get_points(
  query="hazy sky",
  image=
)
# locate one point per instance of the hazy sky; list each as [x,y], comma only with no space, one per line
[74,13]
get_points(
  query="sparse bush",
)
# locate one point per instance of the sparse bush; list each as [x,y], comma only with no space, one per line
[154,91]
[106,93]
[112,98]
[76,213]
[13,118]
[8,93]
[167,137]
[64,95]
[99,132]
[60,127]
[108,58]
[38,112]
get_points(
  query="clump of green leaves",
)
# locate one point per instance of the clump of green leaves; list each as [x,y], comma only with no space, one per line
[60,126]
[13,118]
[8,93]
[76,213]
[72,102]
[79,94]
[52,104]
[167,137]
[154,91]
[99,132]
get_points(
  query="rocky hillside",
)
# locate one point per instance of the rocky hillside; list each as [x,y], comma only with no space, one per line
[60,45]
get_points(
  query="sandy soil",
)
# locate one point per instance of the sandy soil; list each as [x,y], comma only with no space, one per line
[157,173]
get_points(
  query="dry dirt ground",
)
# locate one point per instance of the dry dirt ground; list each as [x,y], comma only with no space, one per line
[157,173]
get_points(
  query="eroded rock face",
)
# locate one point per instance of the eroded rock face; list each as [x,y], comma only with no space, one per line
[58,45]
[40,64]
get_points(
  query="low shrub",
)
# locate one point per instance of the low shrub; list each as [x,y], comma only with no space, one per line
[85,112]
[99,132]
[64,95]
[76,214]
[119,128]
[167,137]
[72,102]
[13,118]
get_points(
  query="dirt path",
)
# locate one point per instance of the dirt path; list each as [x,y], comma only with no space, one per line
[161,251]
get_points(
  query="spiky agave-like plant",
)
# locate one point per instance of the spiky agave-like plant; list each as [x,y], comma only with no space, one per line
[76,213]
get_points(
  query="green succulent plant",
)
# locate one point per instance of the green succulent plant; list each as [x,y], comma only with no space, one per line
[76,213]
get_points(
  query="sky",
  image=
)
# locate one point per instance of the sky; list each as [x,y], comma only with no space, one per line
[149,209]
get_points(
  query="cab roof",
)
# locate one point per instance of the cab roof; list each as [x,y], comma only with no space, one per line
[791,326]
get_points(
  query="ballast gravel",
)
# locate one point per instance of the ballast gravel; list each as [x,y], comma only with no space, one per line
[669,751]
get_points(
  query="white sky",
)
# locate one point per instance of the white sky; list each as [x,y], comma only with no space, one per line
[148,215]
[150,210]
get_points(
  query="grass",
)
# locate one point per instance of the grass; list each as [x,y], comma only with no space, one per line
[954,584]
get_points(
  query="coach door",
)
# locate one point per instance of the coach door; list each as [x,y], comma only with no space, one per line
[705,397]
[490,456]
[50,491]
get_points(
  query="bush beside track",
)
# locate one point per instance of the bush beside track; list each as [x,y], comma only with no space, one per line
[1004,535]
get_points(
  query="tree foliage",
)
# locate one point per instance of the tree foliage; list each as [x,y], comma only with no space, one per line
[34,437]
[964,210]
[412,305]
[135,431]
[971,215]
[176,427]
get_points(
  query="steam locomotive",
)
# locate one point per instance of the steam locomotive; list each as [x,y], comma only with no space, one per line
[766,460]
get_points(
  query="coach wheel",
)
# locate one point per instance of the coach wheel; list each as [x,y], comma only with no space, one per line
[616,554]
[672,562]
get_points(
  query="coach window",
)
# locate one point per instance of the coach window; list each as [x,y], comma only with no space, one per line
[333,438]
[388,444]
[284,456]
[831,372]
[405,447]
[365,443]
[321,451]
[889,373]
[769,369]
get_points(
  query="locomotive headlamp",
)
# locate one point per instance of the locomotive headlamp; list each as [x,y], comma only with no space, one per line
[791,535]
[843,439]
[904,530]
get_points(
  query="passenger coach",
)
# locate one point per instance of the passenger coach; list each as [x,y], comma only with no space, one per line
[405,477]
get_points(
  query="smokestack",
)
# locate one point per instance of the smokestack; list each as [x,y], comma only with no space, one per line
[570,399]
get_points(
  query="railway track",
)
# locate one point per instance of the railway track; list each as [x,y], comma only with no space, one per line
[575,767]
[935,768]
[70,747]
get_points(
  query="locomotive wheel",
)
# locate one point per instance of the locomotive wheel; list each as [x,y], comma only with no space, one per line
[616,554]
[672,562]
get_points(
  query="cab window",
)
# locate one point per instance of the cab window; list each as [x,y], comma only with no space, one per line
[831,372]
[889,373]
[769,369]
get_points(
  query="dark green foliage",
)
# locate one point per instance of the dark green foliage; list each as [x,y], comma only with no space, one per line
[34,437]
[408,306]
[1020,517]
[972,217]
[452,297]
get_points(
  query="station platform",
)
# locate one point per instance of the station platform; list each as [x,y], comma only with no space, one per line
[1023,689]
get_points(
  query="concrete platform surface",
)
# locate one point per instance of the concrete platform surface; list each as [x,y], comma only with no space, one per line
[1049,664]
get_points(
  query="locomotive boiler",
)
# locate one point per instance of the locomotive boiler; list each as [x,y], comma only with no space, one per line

= = = =

Write every record out again, unaltered.

» **Solution to this problem**
get_points(
  query="hazy sky",
  image=
)
# locate one point per instance of the hazy sky; list each as [x,y], comma only with no space, one per line
[74,13]
get_points(
  query="sparse bush",
)
# locate one point per instance of the sparse bush; list each as [x,y], comma only with no space, one per line
[154,91]
[106,93]
[112,98]
[76,213]
[13,118]
[8,93]
[167,137]
[64,95]
[99,132]
[60,127]
[108,58]
[38,112]
get_points(
  query="clump of green leaves",
)
# locate one point per instance of the clump of green leaves; list each as [x,y], comma only with no space, one per line
[60,126]
[13,118]
[8,93]
[76,213]
[72,102]
[79,94]
[52,104]
[167,137]
[154,91]
[99,132]
get_points(
  query="rocky hillside",
)
# locate one point per instance of the rocky hillside; list each as [x,y], comma only with no space, one per line
[60,45]
get_points(
  query="sandy soil",
)
# locate one point per instance of the sandy soil; list each as [x,y], comma only with no space, one per line
[157,173]
get_points(
  query="dry dirt ground",
)
# locate one point per instance of the dry dirt ground; list each as [x,y], comma only with no space, one per line
[157,173]
get_points(
  query="eroded rock face",
)
# locate one point per instance of the eroded rock face; list each as [x,y], comma only with no space, one per line
[58,45]
[40,64]
get_points(
  query="low shrub",
)
# locate one point per instance of the low shrub; list each as [x,y], comma only with no space, one per line
[85,112]
[99,132]
[64,95]
[76,214]
[119,128]
[167,137]
[72,102]
[13,118]
get_points(
  query="dirt path",
)
# locate one point per instance of the dirt path; list each as [x,y], comma only with no space, one per line
[161,251]
get_points(
  query="spiky agave-like plant",
)
# locate one point per instance of the spiky agave-like plant; list each as [x,y], comma only with no space, one per line
[76,213]
get_points(
  query="green succulent plant",
)
# locate one point per instance of the green succulent plant; list each as [x,y], comma only with no space, one per line
[76,213]
get_points(
  query="sky",
  image=
)
# locate one point per instance of the sky; list each as [x,y], comma only with no space, one per line
[149,209]
get_points(
  query="cab roof",
)
# locate one point per instance of the cab roof; list each as [x,y], comma only with no space, one per line
[791,326]
get_points(
  query="ballast gravel",
)
# locate one point per instance of the ballast gravel; list each as [x,y], comma only with no space, one per line
[669,751]
get_points(
  query="white sky",
)
# locate one point per instance of the white sky; list each as [x,y], comma only with no space, one per line
[148,215]
[150,210]
get_points(
  query="grass",
)
# locate one point per instance of the grass; list each as [x,y], comma only with no space, one per line
[954,584]
get_points(
  query="coach door",
)
# locate one point per instance of the coach door; list each as [x,y], comma only with no space, one per line
[705,397]
[490,456]
[50,491]
get_points(
  query="bush beside track",
)
# locate one point per instance of the bush beside track; list each as [x,y], comma only with no space, one per line
[1004,535]
get_points(
  query="tree foliage",
)
# locate one point per instance of the tree foliage; list each as [x,y], comma only with no space, one per line
[34,437]
[964,210]
[412,305]
[135,431]
[971,215]
[176,427]
get_points(
  query="steam locomotive",
)
# locate one point per instance of the steam locomotive; list each as [x,y], comma only with no space, one per line
[766,460]
get_points(
  query="coach wheel",
)
# locate one point per instance of the coach wheel; list each as [x,y], comma only with no space, one per line
[616,554]
[672,562]
get_points(
  query="coach window",
)
# locate one point per instance of the coach window; list each as [x,y], comma only with no space, one per line
[333,438]
[388,444]
[284,456]
[831,372]
[405,447]
[365,443]
[321,451]
[889,373]
[769,369]
get_points(
  query="locomotive headlamp",
)
# locate one point per instance of the locomotive headlamp; list each as [x,y], comma only with no space, one per line
[791,535]
[843,439]
[904,530]
get_points(
  query="passenger coach",
)
# locate one point per instance of the passenger coach; list each as [x,y], comma only with no space, one per line
[405,477]
get_points(
  query="smokestack",
)
# locate one point per instance of the smokestack; list each as [x,y], comma only with no space, one per line
[570,399]
get_points(
  query="railway track",
)
# locate one point per instance of the railway track; list each as [x,y], comma only with no space, one per line
[575,767]
[935,768]
[70,747]
get_points(
  query="locomotive wheel",
)
# locate one point per instance of the locomotive wheel; list each as [x,y], comma only with no space, one per line
[616,554]
[672,562]
get_points(
  query="cab window",
)
# locate one point per instance of the cab window; list each as [x,y], comma only with no space, one per line
[831,372]
[889,373]
[769,369]
get_points(
  query="dark green foliage",
)
# locate one point per instance of the dark green foliage; list each as [x,y], comma only with no space, one per line
[34,437]
[408,306]
[1020,517]
[972,217]
[452,297]
get_points(
  query="station platform",
)
# locate one point per instance of the station platform; list each as [x,y], comma only with no space, one per line
[1023,689]
get_points(
  query="concrete platform surface",
)
# locate one point per instance of the concrete platform surface; list each as [x,y], comma only with no space, one per line
[1049,664]
get_points(
  query="locomotive boiler",
)
# locate one point per instance of the locomotive boiler; list each as [x,y], comma only with no space, one per line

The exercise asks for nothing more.